Task details – Set down the following lines exactly as they stand, starting with the line that contains "Within an <instance>" and continuing through the line that contains "positive clicks: (952, 756)".

Entries supplied –
=====

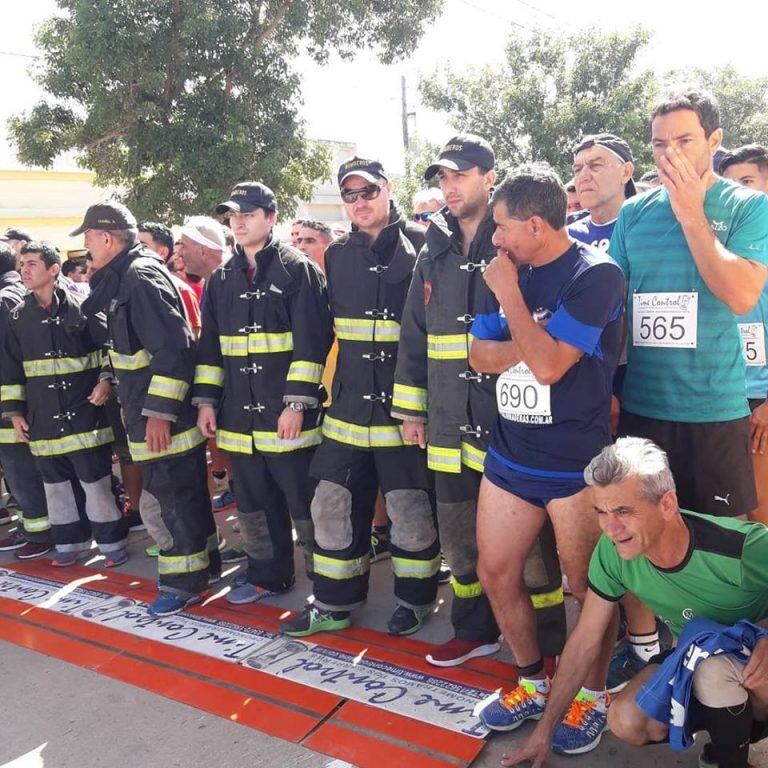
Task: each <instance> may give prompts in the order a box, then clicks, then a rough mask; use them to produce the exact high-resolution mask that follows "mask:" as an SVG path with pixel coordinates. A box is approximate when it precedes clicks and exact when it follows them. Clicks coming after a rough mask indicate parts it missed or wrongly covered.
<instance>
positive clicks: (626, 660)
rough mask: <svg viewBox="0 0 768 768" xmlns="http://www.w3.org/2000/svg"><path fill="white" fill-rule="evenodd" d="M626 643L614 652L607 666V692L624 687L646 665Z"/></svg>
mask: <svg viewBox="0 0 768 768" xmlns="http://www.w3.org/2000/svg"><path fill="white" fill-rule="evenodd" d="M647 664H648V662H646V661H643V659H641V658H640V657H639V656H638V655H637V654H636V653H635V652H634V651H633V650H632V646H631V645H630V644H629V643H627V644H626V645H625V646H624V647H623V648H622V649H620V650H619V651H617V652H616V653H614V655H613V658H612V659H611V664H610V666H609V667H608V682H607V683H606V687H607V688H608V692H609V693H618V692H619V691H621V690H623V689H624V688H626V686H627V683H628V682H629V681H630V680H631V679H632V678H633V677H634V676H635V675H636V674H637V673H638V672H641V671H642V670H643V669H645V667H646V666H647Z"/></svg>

=====

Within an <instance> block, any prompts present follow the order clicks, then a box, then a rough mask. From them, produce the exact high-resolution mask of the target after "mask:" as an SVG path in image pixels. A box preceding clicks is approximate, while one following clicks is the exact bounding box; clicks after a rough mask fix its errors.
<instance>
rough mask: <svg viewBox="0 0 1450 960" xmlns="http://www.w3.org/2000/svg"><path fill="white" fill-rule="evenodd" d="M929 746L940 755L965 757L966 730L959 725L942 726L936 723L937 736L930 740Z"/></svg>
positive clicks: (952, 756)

=====

Answer to this exercise –
Within an <instance> block, any prompts present follow the order clicks, then a box, then a rough mask. From them, produce the exact high-resolution mask of the target after "mask:" as an SVG path in image pixels. A box preceding clicks is approximate, while one following clicks is the exact bounding box; clicks after a rough mask fix its errors.
<instance>
rough mask: <svg viewBox="0 0 1450 960" xmlns="http://www.w3.org/2000/svg"><path fill="white" fill-rule="evenodd" d="M929 746L940 755L965 757L966 730L959 725L942 726L936 723L937 736L930 740Z"/></svg>
positive clicks: (952, 756)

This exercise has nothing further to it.